**WHAT YOU NEED TO DO:** Restate the listing below word for word, pictures excluded.

**SOURCE DATA:**
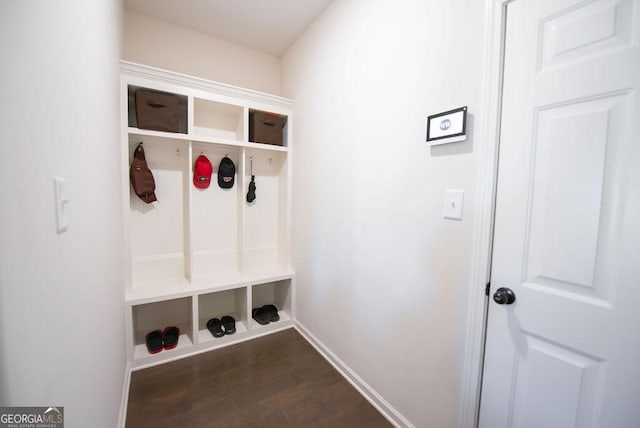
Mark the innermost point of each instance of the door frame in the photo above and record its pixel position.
(487, 170)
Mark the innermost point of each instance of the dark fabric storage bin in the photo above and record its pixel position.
(266, 128)
(158, 111)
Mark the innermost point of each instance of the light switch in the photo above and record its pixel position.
(453, 200)
(62, 204)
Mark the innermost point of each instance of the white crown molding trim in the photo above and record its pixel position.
(166, 76)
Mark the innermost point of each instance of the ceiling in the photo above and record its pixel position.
(270, 26)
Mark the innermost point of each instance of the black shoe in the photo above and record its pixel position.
(261, 316)
(170, 336)
(154, 341)
(272, 310)
(229, 324)
(214, 325)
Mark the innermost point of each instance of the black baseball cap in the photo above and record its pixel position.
(226, 173)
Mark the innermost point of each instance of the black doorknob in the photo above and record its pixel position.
(504, 296)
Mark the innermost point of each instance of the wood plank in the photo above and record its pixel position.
(277, 380)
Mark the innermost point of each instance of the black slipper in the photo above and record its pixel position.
(154, 341)
(170, 337)
(272, 310)
(229, 324)
(261, 316)
(214, 325)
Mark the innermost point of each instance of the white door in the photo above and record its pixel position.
(566, 353)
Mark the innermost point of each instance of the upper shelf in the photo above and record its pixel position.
(201, 110)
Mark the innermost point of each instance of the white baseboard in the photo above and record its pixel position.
(376, 400)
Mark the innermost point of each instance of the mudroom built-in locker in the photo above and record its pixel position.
(207, 258)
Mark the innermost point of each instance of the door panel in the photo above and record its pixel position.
(567, 222)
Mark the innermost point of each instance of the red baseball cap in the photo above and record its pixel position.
(202, 171)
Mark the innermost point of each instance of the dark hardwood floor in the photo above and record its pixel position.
(274, 381)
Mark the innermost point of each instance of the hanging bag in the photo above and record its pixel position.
(141, 177)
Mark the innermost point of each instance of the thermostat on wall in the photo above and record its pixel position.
(447, 127)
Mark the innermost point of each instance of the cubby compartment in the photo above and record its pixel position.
(276, 293)
(266, 234)
(158, 315)
(215, 224)
(268, 128)
(159, 229)
(131, 104)
(218, 120)
(218, 304)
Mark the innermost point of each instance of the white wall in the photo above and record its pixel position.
(382, 278)
(61, 310)
(160, 44)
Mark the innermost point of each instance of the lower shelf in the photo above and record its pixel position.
(190, 314)
(187, 349)
(140, 351)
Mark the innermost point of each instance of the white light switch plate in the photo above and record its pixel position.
(453, 200)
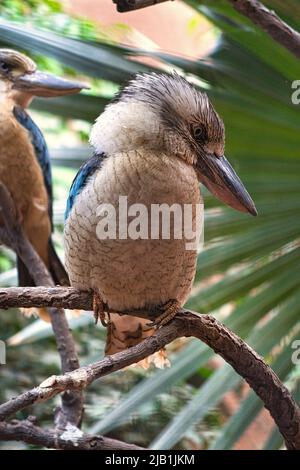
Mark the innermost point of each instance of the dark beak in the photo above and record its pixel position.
(219, 177)
(44, 84)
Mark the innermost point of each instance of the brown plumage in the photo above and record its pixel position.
(153, 144)
(24, 166)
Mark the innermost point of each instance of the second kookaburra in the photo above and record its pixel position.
(154, 143)
(25, 167)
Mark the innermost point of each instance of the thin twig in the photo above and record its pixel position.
(70, 439)
(233, 349)
(270, 23)
(13, 233)
(130, 5)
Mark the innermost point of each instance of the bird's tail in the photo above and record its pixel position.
(125, 331)
(56, 267)
(57, 272)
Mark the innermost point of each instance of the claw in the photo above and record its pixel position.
(168, 312)
(100, 309)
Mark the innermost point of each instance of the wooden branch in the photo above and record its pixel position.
(130, 5)
(59, 297)
(270, 23)
(233, 349)
(13, 233)
(70, 439)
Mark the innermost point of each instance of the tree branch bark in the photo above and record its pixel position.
(13, 235)
(130, 5)
(70, 439)
(233, 349)
(270, 23)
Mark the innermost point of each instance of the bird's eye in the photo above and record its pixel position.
(5, 67)
(199, 133)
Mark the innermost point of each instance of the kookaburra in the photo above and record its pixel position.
(153, 144)
(24, 159)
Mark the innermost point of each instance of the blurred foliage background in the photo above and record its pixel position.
(248, 274)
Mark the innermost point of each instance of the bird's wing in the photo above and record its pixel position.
(55, 265)
(41, 151)
(81, 179)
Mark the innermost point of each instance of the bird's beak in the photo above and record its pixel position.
(44, 84)
(219, 177)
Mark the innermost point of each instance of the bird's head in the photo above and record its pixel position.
(20, 79)
(167, 112)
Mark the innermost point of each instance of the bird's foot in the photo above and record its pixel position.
(100, 309)
(166, 313)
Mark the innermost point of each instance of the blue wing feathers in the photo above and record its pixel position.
(81, 179)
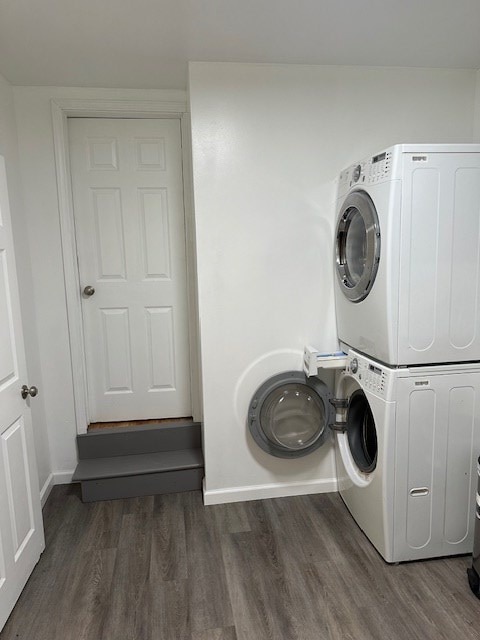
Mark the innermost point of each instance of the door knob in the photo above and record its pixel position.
(33, 391)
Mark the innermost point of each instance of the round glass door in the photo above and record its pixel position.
(357, 246)
(289, 415)
(361, 432)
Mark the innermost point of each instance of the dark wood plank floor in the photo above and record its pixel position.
(168, 568)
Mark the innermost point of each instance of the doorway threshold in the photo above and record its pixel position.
(94, 426)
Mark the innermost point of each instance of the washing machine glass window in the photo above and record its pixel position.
(362, 432)
(357, 246)
(289, 415)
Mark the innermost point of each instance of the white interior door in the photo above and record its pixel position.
(129, 221)
(21, 526)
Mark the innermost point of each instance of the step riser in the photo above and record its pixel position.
(138, 440)
(142, 485)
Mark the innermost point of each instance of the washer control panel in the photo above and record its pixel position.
(371, 375)
(368, 171)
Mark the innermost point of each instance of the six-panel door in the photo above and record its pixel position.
(21, 526)
(129, 221)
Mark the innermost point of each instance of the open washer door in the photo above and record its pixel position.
(357, 246)
(290, 415)
(357, 441)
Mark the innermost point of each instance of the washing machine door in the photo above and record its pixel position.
(358, 443)
(357, 245)
(290, 415)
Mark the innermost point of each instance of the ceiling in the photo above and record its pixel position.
(147, 43)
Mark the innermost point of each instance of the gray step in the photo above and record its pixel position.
(139, 475)
(124, 441)
(116, 466)
(142, 485)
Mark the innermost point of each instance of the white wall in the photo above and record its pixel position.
(34, 122)
(268, 143)
(476, 131)
(9, 149)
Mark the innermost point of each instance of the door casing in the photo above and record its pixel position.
(76, 108)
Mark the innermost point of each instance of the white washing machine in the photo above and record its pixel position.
(406, 462)
(407, 286)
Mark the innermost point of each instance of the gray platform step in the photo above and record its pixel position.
(97, 468)
(142, 460)
(142, 485)
(139, 475)
(122, 441)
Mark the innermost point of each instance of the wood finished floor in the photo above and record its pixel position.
(168, 568)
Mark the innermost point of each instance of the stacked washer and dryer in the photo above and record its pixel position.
(407, 297)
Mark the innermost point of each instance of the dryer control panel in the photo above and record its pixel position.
(371, 375)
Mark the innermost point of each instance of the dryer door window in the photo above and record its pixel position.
(289, 415)
(361, 432)
(357, 246)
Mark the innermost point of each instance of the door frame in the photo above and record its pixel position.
(62, 110)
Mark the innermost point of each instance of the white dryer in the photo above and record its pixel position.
(407, 286)
(406, 462)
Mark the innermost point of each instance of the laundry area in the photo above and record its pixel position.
(239, 311)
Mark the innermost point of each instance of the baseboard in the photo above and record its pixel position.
(276, 490)
(45, 490)
(63, 477)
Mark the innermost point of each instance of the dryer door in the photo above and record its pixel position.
(358, 444)
(357, 245)
(290, 415)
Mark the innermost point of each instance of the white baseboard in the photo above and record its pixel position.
(59, 477)
(62, 477)
(276, 490)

**EXERCISE ANSWER:**
Mark the innermost point of each instance of the door frame in the photo above and record its pixel position.
(487, 170)
Mark the innermost point of each instance of the dark fabric storage bin in the photo above and record its pixel position.
(266, 128)
(158, 111)
Mark the innermost point of each instance of the light switch in the photo above and record its pixel position.
(453, 200)
(62, 204)
Mark the innermost point of each instance of the white crown molding trim in the photo above and record its pixel position.
(166, 76)
Mark the innermost point of each instance of the ceiling in the photo above and record its pixel position.
(270, 26)
Mark the innermost point of each instance of the black shoe in the photo above and record its pixel position.
(261, 316)
(170, 336)
(154, 341)
(272, 310)
(229, 324)
(214, 325)
Mark the innermost point of each instance of the black baseball cap in the photo above and record its pixel position.
(226, 173)
Mark the innermost point of each instance of the black doorknob in the photo above and record its pixel position.
(504, 296)
Mark the innermost point of each instance of the wood plank in the photo above and record its pixel position.
(277, 380)
Mark the innermost point of each instance of the black slipper in the photo above and record its pixel position.
(154, 341)
(170, 337)
(272, 310)
(229, 324)
(261, 316)
(214, 325)
Mark the innermost point of each instance of the white door in the photo above and record its pixel position.
(566, 353)
Mark the innermost point of each instance of the upper shelf in the photo above and record its pixel position.
(201, 110)
Mark the innermost point of each instance of the white baseboard in the photo above and record its pixel position.
(376, 400)
Mark the innermost point of each instance of the mudroom built-in locker in the photo above and record its pixel position.
(207, 258)
Mark the innermost point of each instance of the door panel in the photo above and record its pixel position.
(567, 222)
Mark the innermost point of each instance of the red baseball cap in the photo above and record its pixel position.
(202, 171)
Mark the innermost point of each instance of the dark hardwood floor in the photo above and record its pixel position.
(274, 381)
Mark the innermost point of each instance of the hanging bag in the photo above and record its pixel position.
(141, 177)
Mark the innermost point of each instance of the thermostat on wall in the photo above and record its pixel position.
(447, 127)
Mark the innermost point of each instance of the cubby compartment in the photo above and record its pixel position.
(276, 293)
(266, 234)
(158, 315)
(215, 224)
(268, 128)
(159, 229)
(131, 104)
(218, 120)
(218, 304)
Mark the innermost point of each instance of the white wall in the photo above and record its pixel position.
(382, 278)
(61, 310)
(160, 44)
Mark the innermost point of each instance of the lower shelf in the photo above and record its pixel position.
(190, 314)
(187, 349)
(140, 351)
Mark the innermost point of each instance of the white light switch plate in the photo above and record its pixel position.
(453, 200)
Mark the innermost point of each instance of the dark beak in the photo above and record its pixel position.
(219, 177)
(44, 84)
Mark the innermost point of each instance of the brown plumage in the photo above and record its pixel position.
(153, 144)
(24, 166)
Mark the innermost point of each instance of the second kookaburra in the photo above and record its pixel position.
(154, 143)
(25, 167)
Mark the innermost point of each instance of the thin twig in the photo above and record its pixel position.
(70, 439)
(233, 349)
(270, 23)
(13, 233)
(130, 5)
Mark the innermost point of each instance of the bird's tail in the photo above and record its pixel position.
(125, 331)
(56, 267)
(57, 272)
Mark the innermost point of each instance of the claw in the photo above and record its pixel position.
(168, 312)
(100, 309)
Mark the innermost point of each instance of the wooden branch in the photo above and record its pixel position.
(130, 5)
(59, 297)
(270, 23)
(233, 349)
(13, 233)
(70, 439)
Mark the innermost point of each instance of the tree branch bark in the photo above and record its pixel position.
(13, 235)
(130, 5)
(70, 439)
(233, 349)
(270, 23)
Mark the innermost point of each instance of the bird's eye in the photo above and record its pixel position.
(5, 67)
(199, 133)
Mark the innermost point of each instance of the kookaburra in the photo above and record its pixel position.
(153, 144)
(24, 159)
Mark the innermost point of each instance of the blurred foliage background in the photo above and record its pixel position.
(248, 274)
Mark the innermost point of each instance of the bird's wing in the photo above and record its pixel position.
(55, 265)
(41, 151)
(81, 179)
Mark the innermost point of each instance of the bird's beak in the photo above and record its pixel position.
(44, 84)
(219, 177)
Mark the innermost point of each instance of the bird's head in the photo above and record its pixel position.
(20, 79)
(167, 112)
Mark the innermost point of each instance of the bird's foot in the photo above and record its pixel position.
(100, 309)
(166, 313)
Mark the innermost point of each instance of the blue wing feathers in the photo above and record its pixel position.
(81, 179)
Mark the innermost point of each instance of the door knob in the photo above and record its pixel position.
(33, 391)
Mark the innermost point of each instance of the round glass door in the photo above and record its pixel position.
(357, 246)
(289, 415)
(361, 432)
Mark the innermost point of each instance of the dark wood plank floor in the photo above and record its pixel position.
(168, 568)
Mark the innermost point of each instance of the doorway threshold in the photo above and record its pixel position.
(94, 426)
Mark the innermost point of each instance of the washing machine glass window in the photo above and record its pixel position.
(362, 432)
(357, 246)
(289, 415)
Mark the innermost point of each instance of the white interior door in the photo above and record its pixel position.
(129, 221)
(21, 526)
Mark the innermost point of each instance of the step riser in the photo above and record its pixel position.
(138, 440)
(142, 485)
Mark the innermost point of each instance of the washer control panel in the photo above and record its pixel position.
(371, 375)
(368, 171)
Mark the innermost point of each instance of the six-panel door in the photo above and record its pixel position.
(21, 526)
(129, 221)
Mark the innermost point of each instance of the open washer door in the photo above and record its pixel position.
(357, 246)
(290, 415)
(357, 441)
Mark the innermost point of each instance of the washing machine door in the photo above and record its pixel position.
(358, 443)
(357, 245)
(290, 415)
Mark the innermost point of each instance of the ceiling in the photo above and record its pixel position.
(147, 43)
Mark the innermost point of each instance of the gray step in the photo above and record its pixel position.
(139, 475)
(124, 441)
(116, 466)
(142, 485)
Mark the innermost point of each instance of the white wall in the photo above and record its pixel position.
(34, 122)
(268, 143)
(476, 131)
(9, 149)
Mark the innermost point of each instance of the door casing in the photo above and record its pixel position.
(76, 108)
Mark the innermost point of each instance of the white washing machine in the photo above and record its pixel position.
(406, 462)
(407, 286)
Mark the innermost point of each instance of the gray platform step in the photo above and record its pixel position.
(97, 468)
(142, 460)
(142, 485)
(139, 475)
(122, 441)
Mark the innermost point of each instance of the wood finished floor in the photo above and record its pixel position.
(168, 568)
Mark the innermost point of each instance of the stacked washer and dryer in the photo above and record its pixel position.
(407, 297)
Mark the innermost point of each instance of the dryer control panel in the photo above and record its pixel position.
(371, 375)
Mark the innermost point of each instance of the dryer door window in the photo above and record its pixel position.
(289, 415)
(361, 432)
(357, 246)
Mark the innermost point of each instance of the door frame in the photo above and record its pixel position.
(62, 110)
Mark the innermost point of each instance of the white dryer in the photo above and record its pixel position.
(407, 286)
(406, 462)
Mark the innermost point of each instance of the laundry area in the photo above and record its pixel position.
(239, 311)
Mark the innermost point of each instance of the baseboard in the photo above and record its pixel position.
(276, 490)
(45, 490)
(63, 477)
Mark the innermost point of each instance of the dryer door in the photo above and record its pixel position.
(358, 444)
(357, 245)
(290, 415)
Mark the innermost point of each instance of the white baseboard in the photo above and record its pixel position.
(59, 477)
(62, 477)
(276, 490)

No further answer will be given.